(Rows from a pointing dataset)
>> start

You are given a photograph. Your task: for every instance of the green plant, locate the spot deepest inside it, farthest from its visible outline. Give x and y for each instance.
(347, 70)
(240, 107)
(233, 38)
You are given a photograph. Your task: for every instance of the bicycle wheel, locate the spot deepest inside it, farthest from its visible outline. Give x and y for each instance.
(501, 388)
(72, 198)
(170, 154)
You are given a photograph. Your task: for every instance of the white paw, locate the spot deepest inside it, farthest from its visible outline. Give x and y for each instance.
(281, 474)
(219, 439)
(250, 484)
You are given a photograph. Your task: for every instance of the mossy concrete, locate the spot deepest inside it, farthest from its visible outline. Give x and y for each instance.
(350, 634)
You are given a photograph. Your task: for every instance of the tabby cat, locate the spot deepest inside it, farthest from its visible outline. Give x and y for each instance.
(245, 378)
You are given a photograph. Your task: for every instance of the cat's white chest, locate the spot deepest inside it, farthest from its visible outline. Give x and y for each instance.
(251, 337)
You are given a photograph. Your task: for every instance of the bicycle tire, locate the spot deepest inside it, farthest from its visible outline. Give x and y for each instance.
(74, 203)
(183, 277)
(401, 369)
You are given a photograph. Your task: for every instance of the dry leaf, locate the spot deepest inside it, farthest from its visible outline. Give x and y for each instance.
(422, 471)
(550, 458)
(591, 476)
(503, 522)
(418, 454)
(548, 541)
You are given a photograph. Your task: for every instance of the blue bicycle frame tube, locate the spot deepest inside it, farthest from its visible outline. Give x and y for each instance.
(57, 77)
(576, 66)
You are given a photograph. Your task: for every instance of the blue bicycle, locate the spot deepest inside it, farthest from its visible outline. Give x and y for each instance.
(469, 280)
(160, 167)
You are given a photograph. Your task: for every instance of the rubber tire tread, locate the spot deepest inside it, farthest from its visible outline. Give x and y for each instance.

>> end

EXERCISE: Please rewrite all of the entries above, replacing "tabby cat" with "striped cat" and leaving everything else unchanged.

COMPLETE OUTPUT:
You are given a photograph. Your task: for every instance of the green plant, locate the spot deepest inside it, farthest from its visible outline. Give x and y for each instance.
(347, 70)
(240, 107)
(233, 38)
You are given a photograph. Your task: for every instance of the bicycle wheel, locate the spot deepest inside it, farthest from its visible outline. Give x and y for each instance.
(501, 388)
(72, 198)
(170, 154)
You are given a photograph. Your task: for every instance of the white paw, locate the spot deepest inside it, farthest from its visible outline. Give x and y for each instance.
(281, 474)
(219, 439)
(250, 484)
You are given a photograph. Your task: for every instance of the mossy concrete, locate the spot deepest inside it, farthest from its visible outline. Give x and y for each instance.
(350, 634)
You are given a photograph. Your task: for every instance of the striped cat, locate the spot deepest inside it, farthest from its visible outline. Give x and y for each instance.
(245, 378)
You are given a photograph. Your task: for every instance of the cat's white chest, locate the spot deepest inside it, farthest from its visible outline. Give x and y for each instance.
(251, 337)
You are given a photograph. Your task: for every instance of the bicycle tire, locate the spot deepest inside it, farthest from its visible outline. Give x and y for each instance.
(74, 203)
(183, 277)
(401, 369)
You are given a photograph. Your task: for every instance of the dry leaf, locate the spot deepest inside it, farthest from its visible outline. Give x and y for each instance.
(422, 471)
(550, 458)
(591, 476)
(503, 522)
(418, 454)
(548, 541)
You are given a photograph. Your task: for every instance of the blue bicycle frame tube, locate the spot deepest inside it, farthest from its visible outline. Give x and y for each instance.
(57, 77)
(576, 66)
You are given a photograph. Your task: for every instance of the blue bicycle, locate the spot deepest inside it, farthest from its visible outline. Give x and y for each instance.
(469, 280)
(160, 167)
You are given a photograph. Your task: for every instance of the rubber tire tread, locate the spot deepest inside it, farthest from its visible outline. Give x and y for each instance.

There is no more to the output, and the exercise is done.